▶ TEXT SEGMENT:
* begin *

Complex Exponential

📐 Definition

For a real phase variable $\theta$ , the complex exponential is

e^{i\theta} = \cos \theta + i \sin \theta

Domain and Codomain

For $\theta \in \mathbb{R}$ , $e^{i\theta}$ lies on the complex unit circle $\{z\in\mathbb{C}:|z|=1\}$ . The map extends to complex arguments $\theta\in\mathbb{C}$ as an entire function.

⚙️ Key Properties

Unit Magnitude and Periodicity (Real Phase)

|e^{i\theta}| = 1, \qquad e^{i(\theta + 2\pi k)} = e^{i\theta}\quad (k\in\mathbb{Z})

Conjugation

\overline{e^{i\theta}} = e^{-i\theta}

Multiplicative Phase Composition

e^{i(\theta_1+\theta_2)} = e^{i\theta_1}e^{i\theta_2}

🎯 Special Values and Limits

$\theta$	$e^{i\theta}$
$0$	$1$
$\pi$	$-1$
$\tfrac{\pi}{2}$	$i$

For small $|\theta|$ , a first-order expansion is $e^{i\theta}\approx 1+i\theta$ .

Real and imaginary parts yield cosine and sine. Fourier series and Fourier transforms use $e^{ikx}$ as basis elements, and standing waves and phase-shifted sinusoids arise from linear combinations of complex exponentials.

* end *

▶ GIVEN INFORMATION:

* begin *

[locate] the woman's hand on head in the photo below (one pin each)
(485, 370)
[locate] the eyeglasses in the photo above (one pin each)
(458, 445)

* end *

▶ WRITTEN TASK 1:
According to the complex exponential text, where does $e^{i\theta}$ lie when $\theta$ is real?
▶ WRITTEN TASK 2:
Does the complex exponential text support each statement below? Answer yes or no for each, and quote the words of the text that decide it.
(a) The complex exponential extends to complex arguments as an entire function.
(b) For small $|\theta|$, the text gives a second-order expansion.
(c) Standing waves arise from linear combinations of complex exponentials.
▶ WRITTEN TASK 3:
Write the next part of the complex exponential text, starting after its last sentence and matching its style.

▶ WRITTEN REPLY 1:
It lies on the complex unit circle.

▶ WRITTEN REPLY 2:
(a) Yes: "The map extends to complex arguments" and "as an entire function."
(b) No: "a first-order expansion."
(c) Yes: "standing waves and phase-shifted sinusoids arise from linear combinations of complex exponentials."

▶ WRITTEN REPLY 3:
Usage in Oakfield

Oakfield uses complex exponentials extensively in spectral and modulation-style code paths:

Spectral phase factors: the dispersion operator multiplies FFT bins by cexp(I * phase) to apply dispersive phase advance.
Mixer modulation modes: FM/PM modes apply $e^{i\theta}$ -style multipliers to complex fields.
Stimulus rotations: several complex-capable stimuli apply an additional unit-magnitude complex rotation when writing outputs.

Historical Foundations

📜 Euler’s Formula

Euler’s identity connecting exponentials and trigonometric functions provides the analytic bridge between additive phase and multiplicative complex rotation.

🌍 Modern Perspective

The complex exponential is the canonical representation of phase and oscillation in spectral methods, wave physics, and signal processing.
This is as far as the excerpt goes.